TASK BRIEF: Output all records exactly, with no images.

── DATASET RECORDS ──

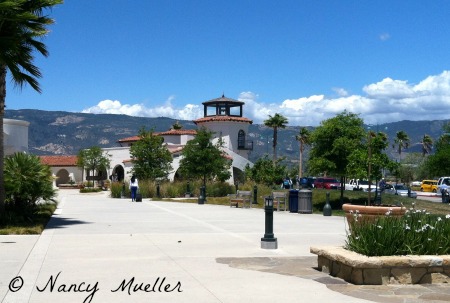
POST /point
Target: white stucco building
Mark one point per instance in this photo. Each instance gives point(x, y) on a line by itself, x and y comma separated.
point(223, 116)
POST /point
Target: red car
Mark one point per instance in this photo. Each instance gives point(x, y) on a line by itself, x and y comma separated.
point(327, 183)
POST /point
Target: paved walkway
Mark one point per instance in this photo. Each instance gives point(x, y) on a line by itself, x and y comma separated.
point(98, 249)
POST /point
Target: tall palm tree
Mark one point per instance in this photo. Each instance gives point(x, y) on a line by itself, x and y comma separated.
point(22, 25)
point(401, 141)
point(276, 122)
point(427, 144)
point(303, 138)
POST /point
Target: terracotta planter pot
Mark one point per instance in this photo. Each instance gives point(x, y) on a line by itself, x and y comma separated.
point(370, 213)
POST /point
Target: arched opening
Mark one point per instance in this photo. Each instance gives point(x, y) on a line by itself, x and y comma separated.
point(241, 139)
point(62, 177)
point(118, 174)
point(238, 176)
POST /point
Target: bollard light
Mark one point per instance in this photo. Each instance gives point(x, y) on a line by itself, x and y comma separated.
point(269, 241)
point(327, 208)
point(255, 194)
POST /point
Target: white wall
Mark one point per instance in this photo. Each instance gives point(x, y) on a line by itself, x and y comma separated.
point(15, 136)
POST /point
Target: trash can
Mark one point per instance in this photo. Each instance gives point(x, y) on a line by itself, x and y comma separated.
point(445, 196)
point(293, 200)
point(305, 201)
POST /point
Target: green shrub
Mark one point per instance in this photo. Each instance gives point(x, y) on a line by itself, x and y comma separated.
point(416, 233)
point(90, 190)
point(116, 189)
point(27, 181)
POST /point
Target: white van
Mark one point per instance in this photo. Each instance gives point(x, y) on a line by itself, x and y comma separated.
point(443, 182)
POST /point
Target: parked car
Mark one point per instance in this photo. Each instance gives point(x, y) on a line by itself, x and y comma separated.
point(443, 182)
point(399, 189)
point(327, 183)
point(416, 183)
point(362, 185)
point(429, 186)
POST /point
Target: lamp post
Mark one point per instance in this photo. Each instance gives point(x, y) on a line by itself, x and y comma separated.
point(269, 241)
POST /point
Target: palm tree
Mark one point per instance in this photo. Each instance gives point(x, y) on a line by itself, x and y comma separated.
point(22, 25)
point(303, 138)
point(427, 144)
point(276, 122)
point(401, 141)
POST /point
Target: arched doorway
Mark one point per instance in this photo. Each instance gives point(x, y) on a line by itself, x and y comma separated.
point(118, 173)
point(62, 177)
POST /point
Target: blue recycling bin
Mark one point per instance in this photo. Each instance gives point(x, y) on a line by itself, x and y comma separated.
point(293, 200)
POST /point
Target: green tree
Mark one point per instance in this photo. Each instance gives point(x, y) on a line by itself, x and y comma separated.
point(427, 144)
point(150, 156)
point(333, 141)
point(303, 138)
point(22, 25)
point(93, 160)
point(27, 180)
point(401, 141)
point(204, 159)
point(266, 172)
point(276, 122)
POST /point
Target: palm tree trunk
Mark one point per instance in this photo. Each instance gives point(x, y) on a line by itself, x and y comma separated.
point(274, 144)
point(2, 151)
point(300, 164)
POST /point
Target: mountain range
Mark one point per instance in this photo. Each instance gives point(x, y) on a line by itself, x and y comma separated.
point(65, 133)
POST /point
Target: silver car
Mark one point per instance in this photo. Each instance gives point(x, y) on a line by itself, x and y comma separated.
point(399, 189)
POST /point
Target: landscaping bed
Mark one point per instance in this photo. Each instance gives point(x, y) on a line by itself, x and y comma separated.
point(362, 270)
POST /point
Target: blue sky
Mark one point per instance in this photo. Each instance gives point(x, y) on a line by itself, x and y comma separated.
point(308, 60)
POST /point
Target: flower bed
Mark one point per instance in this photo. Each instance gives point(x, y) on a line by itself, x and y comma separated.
point(409, 249)
point(362, 270)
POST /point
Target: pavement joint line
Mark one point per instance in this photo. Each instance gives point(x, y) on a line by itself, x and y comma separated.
point(31, 269)
point(184, 269)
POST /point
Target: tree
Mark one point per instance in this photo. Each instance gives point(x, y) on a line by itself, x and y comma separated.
point(303, 138)
point(401, 141)
point(266, 172)
point(333, 141)
point(427, 144)
point(150, 156)
point(22, 24)
point(439, 163)
point(204, 159)
point(276, 122)
point(93, 160)
point(27, 180)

───

TASK OUTPUT:
POST /point
Target: white stucco building
Mark one point per instance in this photo. Each instance gives point(x, y) on a line by itself, x and y comma separated.
point(223, 116)
POST /point
Target: red car
Mark one point per instance in this photo. Each instance gives point(x, y) on a line by itself, x and y comma separated.
point(327, 183)
POST /point
Target: paved walkway
Mark one point per instance in this photo. Each instance gives point(x, y) on a line by itself, x and y comma separated.
point(98, 249)
POST /point
Target: tall palm tree
Mark one point per instance in this photo. Each instance gives point(x, y) on a line by itself, x and y comma separated.
point(22, 25)
point(401, 141)
point(276, 122)
point(427, 144)
point(303, 138)
POST /point
Target: terracotta planter pot
Mark one point per instance in this photo. Each instance gives point(x, y) on a line by itself, x and y comma separated.
point(370, 213)
POST /point
Target: arched opening
Mark one point per instance in this photo. Each instance gives point(x, y) on a line by itself, x and y comma separated.
point(241, 139)
point(62, 177)
point(118, 174)
point(238, 176)
POST /point
Target: bollard light
Mark one point per instance in this photo. Each instance gives point(x, y) on a line by itself, x and y comma separated.
point(269, 241)
point(327, 208)
point(255, 194)
POST /point
Target: white wall
Mark one point per instance in this photo. Each instance gives point(x, y) on a line by itself, x and y comma separated.
point(15, 136)
POST /point
Target: trash can
Mark one point per instance in this photo. Each instance gives point(x, y) on a line by itself, x and y comma separated.
point(445, 196)
point(293, 200)
point(305, 201)
POST /point
Target: green shrub
Mark one point per instance in this photo. Each instance gives point(x, y) on a line by itself, x and y comma separated.
point(416, 233)
point(90, 190)
point(116, 189)
point(27, 181)
POST /point
Target: white van
Mark one point per instance in this photo. Each instance gives point(x, y) on a line by itself, x and y comma separated.
point(443, 182)
POST /point
Target: parked car
Mark one point per instance in this photo. Each instance gives point(x, y) on a line by itself, x and y comma separated.
point(443, 182)
point(399, 189)
point(327, 183)
point(416, 183)
point(362, 185)
point(429, 186)
POST /point
Target: lamp post
Mark one point per instance in this photo. Each instance gives point(x, y) on a line by itself, x and y comma separated.
point(269, 241)
POST /point
Target: palm tree
Mark one point per instance in this photo. Each instance gives point(x, y) on a line by itself, x and y comma separated.
point(22, 25)
point(303, 138)
point(427, 144)
point(276, 122)
point(401, 141)
POST /point
Target: arched doorway
Mark one point per instance in this photo. Each instance gives point(x, y) on a line by itself, x and y comma separated.
point(118, 173)
point(62, 177)
POST /point
Target: blue recycling bin
Mark one point per instance in this photo. Each instance gives point(x, y) on a line by itself, x and y comma separated.
point(293, 200)
POST /point
Target: green tree
Mark one point per instance in this photo. Each instance gives point(x, y) on a line by itself, x and y comma separated.
point(427, 144)
point(150, 156)
point(333, 141)
point(303, 138)
point(22, 25)
point(93, 160)
point(27, 180)
point(401, 141)
point(204, 159)
point(266, 172)
point(276, 122)
POST /point
Target: palm tree trunk
Mark one point per instance in this photo. Each instance gives point(x, y) on a line by itself, x and y comma separated.
point(274, 144)
point(2, 151)
point(300, 164)
POST /point
Target: mountain range
Mark one point per instance in this photo. Each instance gives point(x, y) on a line by itself, x and y comma separated.
point(65, 133)
POST /point
Target: silver car
Mark one point per instance in this photo. Each instance gives point(x, y) on a line by itself, x and y comma separated.
point(399, 189)
POST /point
Target: landscaping bed
Mark one point per instance in this photo. Each instance gives point(x, y) on a line by itself, x and y comma separated.
point(362, 270)
POST /point
Target: blue sky
Mark one point per instance in this photo. Each instance gives point(x, y) on a line by itself, x and y comma separated.
point(308, 60)
POST /point
Target: flower bed
Mark one point per instance in this photo. Each instance gives point(x, y) on a line by itself, x and y comma separated.
point(409, 249)
point(362, 270)
POST /point
Target: pavement joint line
Mark one point per instance in this photo. Each instance gives point(x, y) on a line by itself, x and y comma separated.
point(31, 269)
point(184, 269)
POST /point
Target: tree
Mark one point per instance in this photo. Each instance gives point(x, y) on a line by itself, x and y comma separated.
point(303, 138)
point(401, 141)
point(266, 172)
point(333, 141)
point(427, 144)
point(150, 156)
point(22, 24)
point(439, 163)
point(204, 159)
point(276, 122)
point(93, 160)
point(27, 180)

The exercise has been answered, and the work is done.